====== DATASET EXTRACT ======

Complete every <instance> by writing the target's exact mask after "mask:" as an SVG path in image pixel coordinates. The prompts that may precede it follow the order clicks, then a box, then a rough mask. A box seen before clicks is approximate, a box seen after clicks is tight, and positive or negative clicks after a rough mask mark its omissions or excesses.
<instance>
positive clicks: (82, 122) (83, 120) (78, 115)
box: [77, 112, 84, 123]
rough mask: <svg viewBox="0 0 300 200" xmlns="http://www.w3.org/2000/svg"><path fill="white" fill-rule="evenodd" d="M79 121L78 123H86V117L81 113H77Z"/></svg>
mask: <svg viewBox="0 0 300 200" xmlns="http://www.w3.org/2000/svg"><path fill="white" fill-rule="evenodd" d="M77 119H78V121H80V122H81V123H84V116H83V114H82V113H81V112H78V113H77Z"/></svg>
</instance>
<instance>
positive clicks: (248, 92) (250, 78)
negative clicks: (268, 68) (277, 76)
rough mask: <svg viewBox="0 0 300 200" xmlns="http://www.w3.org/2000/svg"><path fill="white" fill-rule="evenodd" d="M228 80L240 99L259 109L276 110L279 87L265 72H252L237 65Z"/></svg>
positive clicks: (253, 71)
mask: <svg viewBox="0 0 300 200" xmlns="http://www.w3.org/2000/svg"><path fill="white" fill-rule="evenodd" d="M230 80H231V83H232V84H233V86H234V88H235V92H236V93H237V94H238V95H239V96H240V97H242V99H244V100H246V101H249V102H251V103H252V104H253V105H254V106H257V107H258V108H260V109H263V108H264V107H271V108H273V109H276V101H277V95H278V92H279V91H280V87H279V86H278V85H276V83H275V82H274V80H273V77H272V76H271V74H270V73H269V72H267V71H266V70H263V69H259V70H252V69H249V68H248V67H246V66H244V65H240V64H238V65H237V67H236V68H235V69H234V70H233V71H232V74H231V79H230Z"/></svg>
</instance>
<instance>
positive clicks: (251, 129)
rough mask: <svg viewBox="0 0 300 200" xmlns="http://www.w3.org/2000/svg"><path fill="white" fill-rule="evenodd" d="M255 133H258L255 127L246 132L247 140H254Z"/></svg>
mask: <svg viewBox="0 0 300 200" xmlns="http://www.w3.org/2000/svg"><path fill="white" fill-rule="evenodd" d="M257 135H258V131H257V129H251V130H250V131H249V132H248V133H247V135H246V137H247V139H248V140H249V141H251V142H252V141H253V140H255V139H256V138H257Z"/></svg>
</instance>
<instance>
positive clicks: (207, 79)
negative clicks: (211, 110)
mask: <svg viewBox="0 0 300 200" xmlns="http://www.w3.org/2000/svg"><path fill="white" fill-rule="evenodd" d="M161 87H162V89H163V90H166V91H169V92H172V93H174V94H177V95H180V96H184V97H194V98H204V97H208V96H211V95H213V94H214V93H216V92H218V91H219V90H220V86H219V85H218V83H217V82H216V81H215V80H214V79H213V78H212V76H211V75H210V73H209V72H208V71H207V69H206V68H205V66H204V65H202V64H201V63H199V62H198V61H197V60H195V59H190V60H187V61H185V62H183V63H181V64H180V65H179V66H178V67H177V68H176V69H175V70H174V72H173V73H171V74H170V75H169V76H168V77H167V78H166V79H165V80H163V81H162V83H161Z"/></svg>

======

ABOUT THIS TASK: Please reproduce, exactly as written, the lines of the records from the first line through the one containing "80L240 99L259 109L276".

FINISHED EXERCISE:
Complete every <instance> by writing the target's exact mask after "mask:" as an SVG path in image pixel coordinates. The prompts that may precede it follow the order clicks, then a box, then a rough mask. A box seen before clicks is approximate, a box seen after clicks is tight, and positive or negative clicks after a rough mask mark its omissions or excesses.
<instance>
positive clicks: (82, 122) (83, 120) (78, 115)
box: [77, 112, 84, 123]
rough mask: <svg viewBox="0 0 300 200" xmlns="http://www.w3.org/2000/svg"><path fill="white" fill-rule="evenodd" d="M79 121L78 123H86V117L81 113H77Z"/></svg>
mask: <svg viewBox="0 0 300 200" xmlns="http://www.w3.org/2000/svg"><path fill="white" fill-rule="evenodd" d="M77 119H78V121H80V122H81V123H84V116H83V114H82V113H81V112H78V113H77Z"/></svg>
</instance>
<instance>
positive clicks: (248, 92) (250, 78)
negative clicks: (268, 68) (277, 76)
rough mask: <svg viewBox="0 0 300 200" xmlns="http://www.w3.org/2000/svg"><path fill="white" fill-rule="evenodd" d="M228 80L240 99L259 109L276 110L279 87L265 72H252L237 65Z"/></svg>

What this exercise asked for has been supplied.